Extrait de page
=-=-=
Vous êtes-vous sentie reconnue en tant que maman du point de vue de la société ?

Par notre entourage oui, on a toujours pu parler de Lisa. Notre famille était là pour nous épauler, nous accompagner, et c’est toujours le cas aujourd’hui. Mais quand on est mère et qu’on a perdu notre enfant on cherche forcément du réconfort auprès d’autres mamans ayant vécu la même chose. Lisa a fait une septicémie due à chorioamniotite. Je ne trouvais pas de témoignages, j’ai donc décidé de raconter l’histoire de Lisa sur les réseaux sociaux. C’est pour moi un moyen de briser le tabou autour du deuil périnatal et de faire exister Lisa. Des mamans sont venues à moi pour me dire qu’elles avaient vécu la même chose et ça me fait beaucoup de bien d’échanger avec elles.

Au-delà de votre rapport à votre corps, le post-partum est souvent un moment particulier d’un point de vue émotionnel avec la chute hormonale. Comment l’avez-vous vécu de votre côté ?

Ça a été très compliqué. Mon corps avait changé, je ne voulais pas toucher mon ventre et ma cicatrice. Je perdais mes cheveux aussi. Je vivais le post-partum mais sans avoir mon bébé. C’était très compliqué donc j’ai décidé de me faire accompagner.

Quel accompagnement avez-vous eu ?
=-=-=
Données fournies
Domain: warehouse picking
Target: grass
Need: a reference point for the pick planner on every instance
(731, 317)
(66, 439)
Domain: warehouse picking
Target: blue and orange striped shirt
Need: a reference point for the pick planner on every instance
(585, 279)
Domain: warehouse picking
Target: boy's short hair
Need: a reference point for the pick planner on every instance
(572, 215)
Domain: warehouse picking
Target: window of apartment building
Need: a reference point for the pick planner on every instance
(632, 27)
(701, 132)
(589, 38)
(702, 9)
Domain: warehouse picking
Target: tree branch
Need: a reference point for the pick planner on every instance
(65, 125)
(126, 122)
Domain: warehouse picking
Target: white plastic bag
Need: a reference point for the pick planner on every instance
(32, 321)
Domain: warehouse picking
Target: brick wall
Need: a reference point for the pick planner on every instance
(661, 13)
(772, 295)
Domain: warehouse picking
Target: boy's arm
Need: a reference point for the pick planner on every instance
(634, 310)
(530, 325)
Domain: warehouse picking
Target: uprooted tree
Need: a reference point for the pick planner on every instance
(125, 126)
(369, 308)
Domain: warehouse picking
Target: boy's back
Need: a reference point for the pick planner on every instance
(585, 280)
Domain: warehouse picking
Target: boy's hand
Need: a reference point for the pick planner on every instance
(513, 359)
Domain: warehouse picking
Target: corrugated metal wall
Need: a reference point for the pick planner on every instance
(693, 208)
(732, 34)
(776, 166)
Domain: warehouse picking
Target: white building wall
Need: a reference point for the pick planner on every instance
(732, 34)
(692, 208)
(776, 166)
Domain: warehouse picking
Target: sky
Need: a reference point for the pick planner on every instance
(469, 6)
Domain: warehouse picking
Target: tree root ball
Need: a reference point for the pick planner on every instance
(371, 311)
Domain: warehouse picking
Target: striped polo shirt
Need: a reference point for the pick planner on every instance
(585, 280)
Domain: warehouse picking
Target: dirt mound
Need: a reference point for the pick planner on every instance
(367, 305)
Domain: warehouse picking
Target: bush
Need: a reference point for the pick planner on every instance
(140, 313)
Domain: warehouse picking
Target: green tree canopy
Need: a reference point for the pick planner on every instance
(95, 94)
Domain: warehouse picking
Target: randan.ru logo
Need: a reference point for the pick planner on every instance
=-=-=
Activités
1. Citez le passage de l'entretien sur le deuil périnatal de « Au-delà de votre » à « me faire accompagner. ».
2. Continuez l'entretien sur le deuil périnatal à partir de sa dernière phrase.

Corrigé de l'exercice
1.
Au-delà de votre rapport à votre corps, le post-partum est souvent un moment particulier d’un point de vue émotionnel avec la chute hormonale. Comment l’avez-vous vécu de votre côté ?

Ça a été très compliqué. Mon corps avait changé, je ne voulais pas toucher mon ventre et ma cicatrice. Je perdais mes cheveux aussi. Je vivais le post-partum mais sans avoir mon bébé. C’était très compliqué donc j’ai décidé de me faire accompagner.

2.
J’ai été suivie durant au moins six mois par une psychologue, elle m’a aidé dans mon post-partum et mon deuil. Pour ce qui est de l’acceptation de mon corps, j’ai fait des séances d’ostéopathie. Mon ostéopathe m’a aidée dans l’acceptation de mon corps, petit à petit, en fonction de mon rythme et de mes émotions. J’ai fini par accepter cette cicatrice, c’est la plus belle empreinte de Lisa. J’ai un joli sourire en bas du ventre. J’ai été bien accompagnée pour traverser cette épreuve. Ecrire et en parler avec d’autres mamanges m’a fait beaucoup de bien aussi.

Vous êtes maintenant maman d’une petite Romy également, l’envie de vivre une deuxième grossesse est-elle venue rapidement ?

On était bloqués par rapport à la césarienne, les médecins préconisent d’attendre un an. Ce n’était pas plus mal, on a eu le temps d’avancer dans notre deuil. Sept mois après le décès de Lisa j’ai fait des examens avant de reprendre une deuxième grossesse. Je suis tombée enceinte au premier cycle. J’étais surprise, avec le drame qu’on avait vécu je pensais que ça prendrait plus de temps mais je pense que mon corps était prêt, j’étais prête psychologiquement aussi à vivre cette deuxième grossesse.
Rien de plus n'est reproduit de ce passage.